TRAVAIL À FAIRE:
**a)** Mettez à jour l'extrait en le recopiant de « Souvent, on découvre » à « d’une équipe mobile. », où « bailleurs » devient « propriétaires ».
**b)** Traduisez en anglais cette phrase de l'extrait : « Au mieux, les services d’hygiène ou les services sociaux se rendent chez l’habitant pour le convaincre de rencontrer des soignants. »

++++ EXTRAIT ++++

Souvent, on découvre la situation de ces malades quand les bailleurs s’inquiètent de ne pas être payés, quand les voisins sont gênés ou inquiets de comportements bizarres, lorsque les problèmes d’hygiène sont tels que des odeurs, voire des insectes font penser qu’une personne malade est en cause. Au mieux, les services d’hygiène ou les services sociaux se rendent chez l’habitant pour le convaincre de rencontrer des soignants. Mais une assistante sociale ne peut se rendre au domicile d’une personne et entreprendre des démarches que si cette personne a été déclarée vulnérable. Et même quand l’autorisation est obtenue, il est de plus en plus rare qu’un psychiatre puisse faire une évaluation psychiatrique, le Centre médico-psychologique ne disposant que très rarement d’une équipe mobile.

++++ LES DONNÉES ++++

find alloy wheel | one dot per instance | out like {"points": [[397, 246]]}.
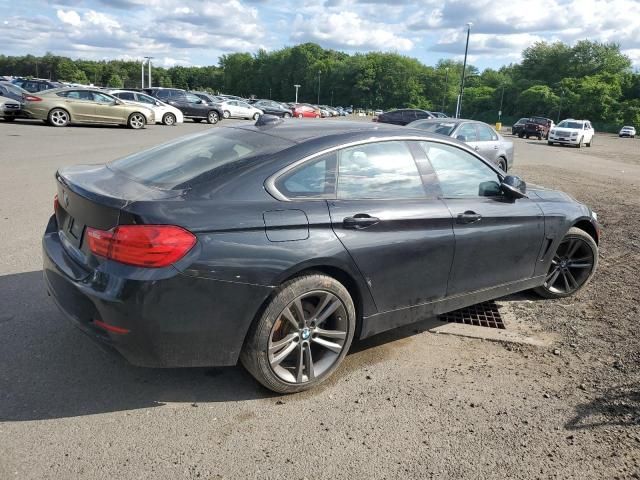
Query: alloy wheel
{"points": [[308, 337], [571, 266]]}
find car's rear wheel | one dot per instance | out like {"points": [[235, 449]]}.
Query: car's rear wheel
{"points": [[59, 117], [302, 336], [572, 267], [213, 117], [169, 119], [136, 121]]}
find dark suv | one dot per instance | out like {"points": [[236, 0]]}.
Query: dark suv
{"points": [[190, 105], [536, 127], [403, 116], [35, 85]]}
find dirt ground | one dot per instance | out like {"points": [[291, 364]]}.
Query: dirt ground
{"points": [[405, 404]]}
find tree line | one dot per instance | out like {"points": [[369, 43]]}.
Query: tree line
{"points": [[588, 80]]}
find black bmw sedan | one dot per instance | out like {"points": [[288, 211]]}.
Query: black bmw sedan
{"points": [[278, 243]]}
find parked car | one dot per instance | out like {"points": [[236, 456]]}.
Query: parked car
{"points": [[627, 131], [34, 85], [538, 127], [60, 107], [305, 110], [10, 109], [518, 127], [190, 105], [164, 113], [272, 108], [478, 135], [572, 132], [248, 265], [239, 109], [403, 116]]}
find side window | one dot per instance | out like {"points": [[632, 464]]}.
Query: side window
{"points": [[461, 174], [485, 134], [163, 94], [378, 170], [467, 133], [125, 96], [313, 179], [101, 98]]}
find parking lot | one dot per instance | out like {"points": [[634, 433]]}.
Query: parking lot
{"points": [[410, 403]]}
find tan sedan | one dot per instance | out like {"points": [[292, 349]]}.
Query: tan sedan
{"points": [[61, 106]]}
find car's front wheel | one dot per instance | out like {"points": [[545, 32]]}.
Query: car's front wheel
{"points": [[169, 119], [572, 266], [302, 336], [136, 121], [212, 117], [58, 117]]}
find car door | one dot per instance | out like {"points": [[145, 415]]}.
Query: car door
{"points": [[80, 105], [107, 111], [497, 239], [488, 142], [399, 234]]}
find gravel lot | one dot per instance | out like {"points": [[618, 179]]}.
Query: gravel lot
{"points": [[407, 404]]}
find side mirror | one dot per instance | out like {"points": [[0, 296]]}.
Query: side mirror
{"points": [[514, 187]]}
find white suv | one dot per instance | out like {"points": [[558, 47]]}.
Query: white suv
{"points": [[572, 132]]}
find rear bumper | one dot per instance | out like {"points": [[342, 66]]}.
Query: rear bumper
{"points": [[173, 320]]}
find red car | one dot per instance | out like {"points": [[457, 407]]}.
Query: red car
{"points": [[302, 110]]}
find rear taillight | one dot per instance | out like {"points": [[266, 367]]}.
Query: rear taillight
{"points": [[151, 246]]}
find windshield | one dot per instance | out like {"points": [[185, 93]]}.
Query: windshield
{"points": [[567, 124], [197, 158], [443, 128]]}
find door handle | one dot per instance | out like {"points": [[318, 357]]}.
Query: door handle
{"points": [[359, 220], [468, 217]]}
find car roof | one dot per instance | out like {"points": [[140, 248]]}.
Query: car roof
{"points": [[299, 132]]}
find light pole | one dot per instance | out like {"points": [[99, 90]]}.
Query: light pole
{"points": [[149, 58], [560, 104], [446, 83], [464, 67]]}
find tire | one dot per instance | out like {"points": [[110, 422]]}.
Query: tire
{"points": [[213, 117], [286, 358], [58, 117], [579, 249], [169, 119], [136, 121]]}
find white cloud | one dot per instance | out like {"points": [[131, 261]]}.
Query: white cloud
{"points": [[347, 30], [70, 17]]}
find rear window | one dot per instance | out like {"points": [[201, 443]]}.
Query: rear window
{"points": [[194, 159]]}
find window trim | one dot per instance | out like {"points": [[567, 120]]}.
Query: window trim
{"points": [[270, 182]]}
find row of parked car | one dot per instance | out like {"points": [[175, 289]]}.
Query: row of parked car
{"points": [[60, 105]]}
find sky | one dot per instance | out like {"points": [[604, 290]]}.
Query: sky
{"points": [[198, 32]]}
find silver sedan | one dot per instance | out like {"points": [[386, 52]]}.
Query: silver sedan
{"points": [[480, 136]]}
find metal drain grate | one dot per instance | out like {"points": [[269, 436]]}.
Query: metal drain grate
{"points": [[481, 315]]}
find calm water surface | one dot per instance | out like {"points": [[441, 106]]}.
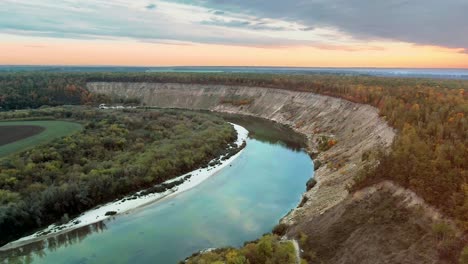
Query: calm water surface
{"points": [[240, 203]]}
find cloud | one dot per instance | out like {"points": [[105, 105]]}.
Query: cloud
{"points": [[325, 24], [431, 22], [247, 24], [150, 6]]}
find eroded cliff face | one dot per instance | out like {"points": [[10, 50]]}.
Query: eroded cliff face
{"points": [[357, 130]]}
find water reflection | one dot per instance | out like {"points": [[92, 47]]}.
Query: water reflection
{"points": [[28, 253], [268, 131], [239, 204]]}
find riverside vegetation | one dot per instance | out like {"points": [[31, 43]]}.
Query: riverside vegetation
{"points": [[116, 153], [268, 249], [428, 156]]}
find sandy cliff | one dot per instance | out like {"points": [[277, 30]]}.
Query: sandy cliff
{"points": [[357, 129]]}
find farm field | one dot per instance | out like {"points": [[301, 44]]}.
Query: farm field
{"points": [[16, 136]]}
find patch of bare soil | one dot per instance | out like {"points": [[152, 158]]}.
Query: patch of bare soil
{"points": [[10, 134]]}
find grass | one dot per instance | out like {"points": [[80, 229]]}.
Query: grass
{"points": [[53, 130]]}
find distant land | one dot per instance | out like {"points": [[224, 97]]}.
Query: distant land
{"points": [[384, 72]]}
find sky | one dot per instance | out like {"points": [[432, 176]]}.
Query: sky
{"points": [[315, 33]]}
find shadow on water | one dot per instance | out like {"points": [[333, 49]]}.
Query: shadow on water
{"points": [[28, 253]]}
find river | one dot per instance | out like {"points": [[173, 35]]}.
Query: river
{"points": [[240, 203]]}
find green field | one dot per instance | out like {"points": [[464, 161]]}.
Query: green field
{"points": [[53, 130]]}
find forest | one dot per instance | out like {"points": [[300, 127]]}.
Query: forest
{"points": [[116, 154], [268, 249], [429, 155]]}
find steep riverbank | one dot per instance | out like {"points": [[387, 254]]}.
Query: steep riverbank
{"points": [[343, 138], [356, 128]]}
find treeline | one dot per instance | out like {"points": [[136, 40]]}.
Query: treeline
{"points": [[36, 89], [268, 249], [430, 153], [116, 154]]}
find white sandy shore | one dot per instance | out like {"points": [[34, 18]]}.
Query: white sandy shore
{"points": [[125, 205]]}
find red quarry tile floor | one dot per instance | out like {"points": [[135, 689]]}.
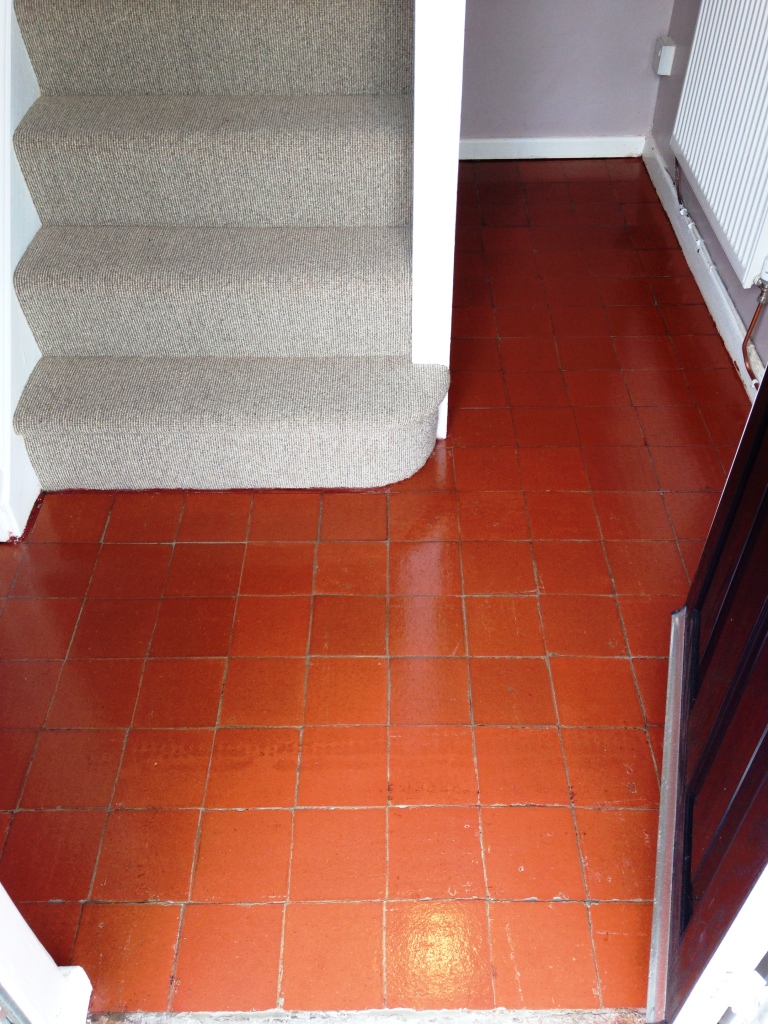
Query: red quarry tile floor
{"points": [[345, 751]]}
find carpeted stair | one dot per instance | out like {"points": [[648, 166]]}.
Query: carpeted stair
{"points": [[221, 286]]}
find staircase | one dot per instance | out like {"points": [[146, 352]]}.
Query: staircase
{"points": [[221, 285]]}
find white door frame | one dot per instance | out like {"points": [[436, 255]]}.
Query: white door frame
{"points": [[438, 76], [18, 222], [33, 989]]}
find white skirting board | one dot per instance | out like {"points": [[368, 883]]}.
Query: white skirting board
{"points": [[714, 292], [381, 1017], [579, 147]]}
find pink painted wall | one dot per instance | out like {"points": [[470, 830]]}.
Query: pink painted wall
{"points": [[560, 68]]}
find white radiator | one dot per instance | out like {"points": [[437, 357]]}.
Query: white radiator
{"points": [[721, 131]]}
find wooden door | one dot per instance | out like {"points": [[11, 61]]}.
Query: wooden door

++++

RÉPONSES NUMÉROTÉES:
**a)**
Souvent, on découvre la situation de ces malades quand les propriétaires s’inquiètent de ne pas être payés, quand les voisins sont gênés ou inquiets de comportements bizarres, lorsque les problèmes d’hygiène sont tels que des odeurs, voire des insectes font penser qu’une personne malade est en cause. Au mieux, les services d’hygiène ou les services sociaux se rendent chez l’habitant pour le convaincre de rencontrer des soignants. Mais une assistante sociale ne peut se rendre au domicile d’une personne et entreprendre des démarches que si cette personne a été déclarée vulnérable. Et même quand l’autorisation est obtenue, il est de plus en plus rare qu’un psychiatre puisse faire une évaluation psychiatrique, le Centre médico-psychologique ne disposant que très rarement d’une équipe mobile.

**b)** At best, the hygiene services or the social services go to the resident's home to persuade the resident to see caregivers.